WORK REQUIRED —
Reproduce every one of the following rows word for word, leaving nothing out and changing nothing.

SUPPLIED MATERIAL —
▼

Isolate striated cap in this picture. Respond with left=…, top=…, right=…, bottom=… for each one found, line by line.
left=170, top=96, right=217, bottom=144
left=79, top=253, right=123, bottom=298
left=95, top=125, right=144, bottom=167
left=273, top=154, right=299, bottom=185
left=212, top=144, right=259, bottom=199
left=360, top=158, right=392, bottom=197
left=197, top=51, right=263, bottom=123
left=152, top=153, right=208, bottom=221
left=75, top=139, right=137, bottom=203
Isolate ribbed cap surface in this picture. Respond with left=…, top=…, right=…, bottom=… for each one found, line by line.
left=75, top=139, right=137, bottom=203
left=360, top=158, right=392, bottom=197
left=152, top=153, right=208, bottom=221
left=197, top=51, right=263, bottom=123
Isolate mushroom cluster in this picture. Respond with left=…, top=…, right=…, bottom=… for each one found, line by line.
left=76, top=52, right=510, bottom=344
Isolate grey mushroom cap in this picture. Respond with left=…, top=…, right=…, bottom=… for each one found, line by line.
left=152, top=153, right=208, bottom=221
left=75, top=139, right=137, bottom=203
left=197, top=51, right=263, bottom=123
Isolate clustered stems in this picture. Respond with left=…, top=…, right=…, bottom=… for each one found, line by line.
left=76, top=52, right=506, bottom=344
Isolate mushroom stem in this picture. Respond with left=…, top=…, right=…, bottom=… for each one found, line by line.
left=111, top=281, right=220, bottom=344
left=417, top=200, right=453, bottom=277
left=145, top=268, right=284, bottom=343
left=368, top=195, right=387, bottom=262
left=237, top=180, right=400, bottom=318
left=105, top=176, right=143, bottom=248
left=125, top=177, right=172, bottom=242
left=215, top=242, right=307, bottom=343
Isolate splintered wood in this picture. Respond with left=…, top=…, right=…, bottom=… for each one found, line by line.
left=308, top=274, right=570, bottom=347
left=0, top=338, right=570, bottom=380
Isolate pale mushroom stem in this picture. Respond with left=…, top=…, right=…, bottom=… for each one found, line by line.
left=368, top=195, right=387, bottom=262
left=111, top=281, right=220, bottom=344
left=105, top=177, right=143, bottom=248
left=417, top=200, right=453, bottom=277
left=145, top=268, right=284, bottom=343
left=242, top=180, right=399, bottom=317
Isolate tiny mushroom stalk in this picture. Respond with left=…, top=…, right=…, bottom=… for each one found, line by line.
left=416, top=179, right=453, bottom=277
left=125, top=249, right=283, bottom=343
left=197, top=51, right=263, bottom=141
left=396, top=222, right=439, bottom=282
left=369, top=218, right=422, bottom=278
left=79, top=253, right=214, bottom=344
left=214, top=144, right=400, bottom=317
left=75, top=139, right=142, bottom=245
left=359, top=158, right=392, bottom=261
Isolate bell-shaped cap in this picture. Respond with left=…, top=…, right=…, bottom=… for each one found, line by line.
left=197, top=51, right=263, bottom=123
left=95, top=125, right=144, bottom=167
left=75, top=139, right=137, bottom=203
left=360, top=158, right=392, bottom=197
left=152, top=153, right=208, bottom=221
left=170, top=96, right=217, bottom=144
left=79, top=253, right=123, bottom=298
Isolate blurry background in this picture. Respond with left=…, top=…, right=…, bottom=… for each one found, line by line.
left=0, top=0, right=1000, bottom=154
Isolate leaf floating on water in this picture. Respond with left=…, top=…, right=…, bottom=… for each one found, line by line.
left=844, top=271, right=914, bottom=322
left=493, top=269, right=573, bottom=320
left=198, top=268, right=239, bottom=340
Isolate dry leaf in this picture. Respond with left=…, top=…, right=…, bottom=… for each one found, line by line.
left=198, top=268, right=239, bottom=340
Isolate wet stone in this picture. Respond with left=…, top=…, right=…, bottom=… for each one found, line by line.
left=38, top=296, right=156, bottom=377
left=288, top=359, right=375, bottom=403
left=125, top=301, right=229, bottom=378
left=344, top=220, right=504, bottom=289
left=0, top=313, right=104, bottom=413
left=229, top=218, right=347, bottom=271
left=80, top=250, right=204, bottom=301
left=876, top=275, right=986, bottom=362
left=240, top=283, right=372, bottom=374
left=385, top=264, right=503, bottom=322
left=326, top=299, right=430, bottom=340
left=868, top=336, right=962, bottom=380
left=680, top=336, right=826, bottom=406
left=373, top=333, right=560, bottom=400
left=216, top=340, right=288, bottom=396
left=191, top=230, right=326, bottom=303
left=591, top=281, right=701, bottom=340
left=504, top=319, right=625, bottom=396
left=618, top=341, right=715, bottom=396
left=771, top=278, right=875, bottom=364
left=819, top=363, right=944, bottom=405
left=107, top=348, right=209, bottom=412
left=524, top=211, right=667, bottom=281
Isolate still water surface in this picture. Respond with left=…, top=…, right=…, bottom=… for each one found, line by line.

▲

COMPLETED EXERCISE —
Isolate striated cap in this picture. Respond with left=…, top=…, right=…, bottom=… for each one found, line by line.
left=170, top=96, right=217, bottom=144
left=79, top=253, right=123, bottom=298
left=95, top=125, right=144, bottom=167
left=273, top=154, right=299, bottom=185
left=212, top=144, right=259, bottom=199
left=360, top=158, right=392, bottom=197
left=197, top=51, right=263, bottom=123
left=152, top=153, right=208, bottom=221
left=75, top=139, right=137, bottom=203
Isolate ribbed cap surface in this picture. Respond with left=…, top=…, right=…, bottom=… for each one found, line by line.
left=75, top=139, right=137, bottom=203
left=360, top=158, right=392, bottom=197
left=152, top=153, right=208, bottom=221
left=197, top=51, right=263, bottom=123
Isolate mushroom cluster in this picture. Respond with left=…, top=…, right=…, bottom=… for each one found, line by line.
left=76, top=52, right=510, bottom=344
Isolate grey mushroom cap in this picture. Respond with left=…, top=…, right=…, bottom=… for each one found, line by line.
left=152, top=153, right=208, bottom=221
left=75, top=139, right=137, bottom=203
left=197, top=51, right=263, bottom=123
Isolate clustered stems in this picture. Respond with left=…, top=…, right=…, bottom=… for each one found, line by line.
left=76, top=52, right=506, bottom=344
Isolate mushroom stem in this picture. Respond with left=…, top=…, right=…, bottom=… for each one found, line by line.
left=111, top=281, right=220, bottom=344
left=417, top=200, right=453, bottom=277
left=145, top=268, right=284, bottom=343
left=368, top=195, right=387, bottom=262
left=237, top=180, right=400, bottom=318
left=105, top=176, right=143, bottom=248
left=125, top=177, right=172, bottom=242
left=215, top=242, right=307, bottom=343
Isolate splintered wood in this picture. Respond with left=…, top=…, right=…, bottom=… for each one found, line by line.
left=308, top=274, right=570, bottom=347
left=0, top=338, right=570, bottom=380
Isolate pale mushroom stem in this picture. Respond with left=…, top=…, right=…, bottom=… for each one found, line by line.
left=368, top=195, right=387, bottom=262
left=111, top=281, right=220, bottom=344
left=105, top=177, right=143, bottom=248
left=417, top=200, right=453, bottom=277
left=145, top=268, right=284, bottom=343
left=242, top=180, right=399, bottom=317
Isolate tiny mushroom stalk in this picture. Respond with left=…, top=…, right=…, bottom=… for each one found, line by line.
left=416, top=179, right=453, bottom=277
left=125, top=249, right=283, bottom=343
left=197, top=51, right=263, bottom=141
left=396, top=222, right=439, bottom=282
left=369, top=218, right=422, bottom=278
left=79, top=253, right=214, bottom=344
left=214, top=144, right=400, bottom=317
left=75, top=139, right=142, bottom=245
left=359, top=158, right=392, bottom=261
Isolate bell-shaped cap in this picture. Respond with left=…, top=…, right=…, bottom=… for each one found, line by line.
left=197, top=51, right=263, bottom=123
left=95, top=125, right=144, bottom=167
left=75, top=139, right=137, bottom=203
left=360, top=158, right=392, bottom=197
left=152, top=153, right=208, bottom=221
left=170, top=96, right=217, bottom=144
left=79, top=253, right=123, bottom=298
Isolate blurry background in this picture. Respond with left=…, top=…, right=…, bottom=… for each one found, line by line.
left=0, top=0, right=1000, bottom=154
Isolate leaf floating on water in this picture. Respond with left=…, top=…, right=…, bottom=… for each one found, line by line.
left=844, top=271, right=914, bottom=322
left=493, top=269, right=573, bottom=320
left=198, top=268, right=239, bottom=340
Isolate dry leaf in this picture. Respond with left=…, top=…, right=…, bottom=… for each one found, line by line.
left=198, top=268, right=239, bottom=340
Isolate wet stone in this picture. Respond with left=…, top=…, right=…, bottom=… for each one found, line by line.
left=38, top=296, right=156, bottom=377
left=288, top=359, right=375, bottom=403
left=125, top=301, right=229, bottom=378
left=344, top=220, right=504, bottom=289
left=0, top=313, right=104, bottom=413
left=229, top=218, right=347, bottom=271
left=80, top=250, right=204, bottom=301
left=876, top=275, right=986, bottom=362
left=240, top=283, right=372, bottom=374
left=385, top=264, right=503, bottom=322
left=326, top=299, right=430, bottom=340
left=868, top=336, right=962, bottom=380
left=680, top=336, right=826, bottom=406
left=373, top=333, right=560, bottom=400
left=216, top=340, right=288, bottom=396
left=191, top=230, right=326, bottom=303
left=591, top=281, right=701, bottom=340
left=504, top=319, right=625, bottom=396
left=618, top=341, right=715, bottom=396
left=771, top=278, right=875, bottom=364
left=819, top=363, right=944, bottom=405
left=107, top=348, right=209, bottom=412
left=524, top=211, right=667, bottom=281
Isolate still water surface in this picture. Respond with left=…, top=…, right=…, bottom=… for each one found, line by line.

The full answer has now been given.